» EXERCISE INPUT:
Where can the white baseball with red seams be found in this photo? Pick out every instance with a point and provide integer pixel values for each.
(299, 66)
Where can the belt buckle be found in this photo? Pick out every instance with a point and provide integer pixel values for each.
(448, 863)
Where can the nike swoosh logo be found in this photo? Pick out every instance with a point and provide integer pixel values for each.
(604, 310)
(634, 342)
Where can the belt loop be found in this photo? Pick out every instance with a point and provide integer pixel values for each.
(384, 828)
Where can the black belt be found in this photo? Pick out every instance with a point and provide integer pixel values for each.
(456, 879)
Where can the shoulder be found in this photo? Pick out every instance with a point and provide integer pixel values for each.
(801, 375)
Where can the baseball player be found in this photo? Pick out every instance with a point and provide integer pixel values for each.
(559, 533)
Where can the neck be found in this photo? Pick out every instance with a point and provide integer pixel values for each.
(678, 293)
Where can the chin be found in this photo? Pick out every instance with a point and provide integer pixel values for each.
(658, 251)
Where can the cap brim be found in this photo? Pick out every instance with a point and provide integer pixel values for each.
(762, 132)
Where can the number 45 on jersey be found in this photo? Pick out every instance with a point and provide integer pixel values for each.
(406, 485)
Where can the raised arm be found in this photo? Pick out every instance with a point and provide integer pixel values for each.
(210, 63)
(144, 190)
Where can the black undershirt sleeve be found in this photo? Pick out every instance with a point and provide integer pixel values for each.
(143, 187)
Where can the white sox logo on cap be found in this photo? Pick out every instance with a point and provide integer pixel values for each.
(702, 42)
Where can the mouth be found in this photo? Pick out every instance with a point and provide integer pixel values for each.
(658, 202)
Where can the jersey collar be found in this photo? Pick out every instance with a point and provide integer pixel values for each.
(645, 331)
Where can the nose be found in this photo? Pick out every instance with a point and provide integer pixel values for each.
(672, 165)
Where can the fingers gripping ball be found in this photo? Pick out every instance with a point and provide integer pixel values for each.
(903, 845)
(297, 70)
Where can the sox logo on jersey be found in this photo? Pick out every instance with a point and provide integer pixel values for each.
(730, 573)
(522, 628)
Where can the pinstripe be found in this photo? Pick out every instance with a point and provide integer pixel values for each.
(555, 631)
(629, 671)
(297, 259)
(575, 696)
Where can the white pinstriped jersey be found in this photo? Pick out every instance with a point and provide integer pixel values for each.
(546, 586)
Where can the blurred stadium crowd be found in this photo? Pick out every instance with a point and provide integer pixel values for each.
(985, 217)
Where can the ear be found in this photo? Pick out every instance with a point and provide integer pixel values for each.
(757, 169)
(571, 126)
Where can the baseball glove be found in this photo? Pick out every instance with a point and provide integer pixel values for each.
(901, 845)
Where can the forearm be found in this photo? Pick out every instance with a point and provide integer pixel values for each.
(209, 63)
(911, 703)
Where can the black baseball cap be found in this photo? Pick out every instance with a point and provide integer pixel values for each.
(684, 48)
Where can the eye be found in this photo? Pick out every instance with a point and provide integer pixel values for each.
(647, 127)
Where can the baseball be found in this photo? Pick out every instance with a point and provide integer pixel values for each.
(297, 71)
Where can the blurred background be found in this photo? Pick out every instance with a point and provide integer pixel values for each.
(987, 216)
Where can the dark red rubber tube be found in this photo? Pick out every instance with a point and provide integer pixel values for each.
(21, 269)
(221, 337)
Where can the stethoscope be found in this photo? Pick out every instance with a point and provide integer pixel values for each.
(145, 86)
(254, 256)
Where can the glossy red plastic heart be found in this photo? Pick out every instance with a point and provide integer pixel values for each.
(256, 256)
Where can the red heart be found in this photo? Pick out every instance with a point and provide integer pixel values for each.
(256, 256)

» DO THIS:
Print the entire listing above again, keeping every line identical to the original from first to last.

» SOLUTION FOR THIS TASK:
Where can the white baseball with red seams be found in this photo? Pick out every instance with a point and provide integer pixel values for each.
(299, 66)
Where can the belt buckle be found in this photo? Pick out every instance with a point and provide integer pixel values for each.
(448, 863)
Where can the nike swoosh logo be found in this photo? Pick out every instance with a point and provide integer pixel values for each.
(604, 310)
(634, 342)
Where can the belt loop be found in this photo? Pick out every instance with a point and provide integer pixel values for each.
(384, 828)
Where can the black belt be found in this photo? Pick out every instance with a point and provide integer pixel values for each.
(456, 879)
Where can the shoulder be found in this photo? Pick out every instance with a point and provide integer pixel values for each.
(801, 375)
Where can the baseball player be found in this photo? Pick out every instance with a point and provide integer pixel values for each.
(559, 533)
Where can the neck be found in this photo? Pick out every instance with a point and provide integer pixel values for each.
(678, 293)
Where can the chin be found in this photo? Pick out every instance with a point and provide integer pixel values for each.
(658, 251)
Where can the cap brim be found in this photo? Pick out every instance with a point and provide integer pixel values for each.
(762, 132)
Where can the number 45 on jersey be found in this photo? Pick out every instance with a point and provide integer pixel values for each.
(406, 485)
Where can the raised arm be found in this photo? Pick out every instance with a point and provide integer pixel values for each.
(210, 63)
(144, 190)
Where can the black undershirt sleeve be found in this photo? Pick out every instance with a point and provide integer pixel values for each.
(143, 187)
Where can the white sox logo on cap be found in this photo? Pick out every instance with a point and provide integer pixel values for each.
(702, 42)
Where can the mouth be found in this photo? Pick out every instance with a point and provide integer pixel values for each.
(658, 202)
Where can the jersey collar be found in this photo? Pick out every instance with a point and provide integer pixel values for each.
(645, 331)
Where can the nose be found in this photo? Pick out every instance with a point and provide integer pixel values for each.
(672, 165)
Where can the fingers gripping ball be found in this photo? Pick out every instance with a point and provide integer pixel values for each.
(903, 845)
(297, 70)
Where can the sox logo on jersey be found in this photo? Pick out every instance with a point and provide integer pixel values for each.
(730, 573)
(522, 628)
Where can the pinstripe be found in this photo? Pick out every instance with a point and provide integer pixel values for each.
(555, 631)
(629, 671)
(297, 259)
(575, 696)
Where can the white pinstriped jersey be found in this photo? Pick out every instance with a point and provide integer pixel values for each.
(546, 586)
Where can the blurred stadium crowd be found in this photo? Pick out every instance with a point and provide integer pixel values for each.
(985, 217)
Where can the ear be found in this photo? Pick out every instance with a point and provide integer pixel values for each.
(757, 169)
(571, 126)
Where can the baseball glove be found in this photo? Pick out every instance with a point and provide integer pixel values for each.
(901, 845)
Where can the forearm be found in this photo? Pick out every instance with a point and provide integer pixel values for each.
(209, 63)
(911, 703)
Where can the black baseball cap be found in this photo? Pick out every instance with a point and provide integer pixel values for each.
(684, 48)
Where can the eye be found in this photo? Pick out every instance with a point and provide integer pixel values for each.
(647, 127)
Where can the baseball be found in this photo? Pick out every instance with a point and provide integer pixel values for each.
(297, 71)
Where can the blurred background be found in this photo? Pick out every instance with a point and provide integer pixel values for each.
(987, 216)
Where can the dark red rubber tube be found in this photo? Pick out every instance with a point and provide integer pixel values for each.
(21, 269)
(221, 337)
Where can the stethoscope be found in this photo? Pick out every instance with a point and provide integer pixel values for each.
(145, 86)
(254, 256)
Where can the glossy red plastic heart be found in this photo? Pick out every instance with a point and provide integer pixel values for each.
(256, 256)
Where can the red heart be found in this photo? Pick out every instance with a point and provide integer pixel values for each.
(256, 256)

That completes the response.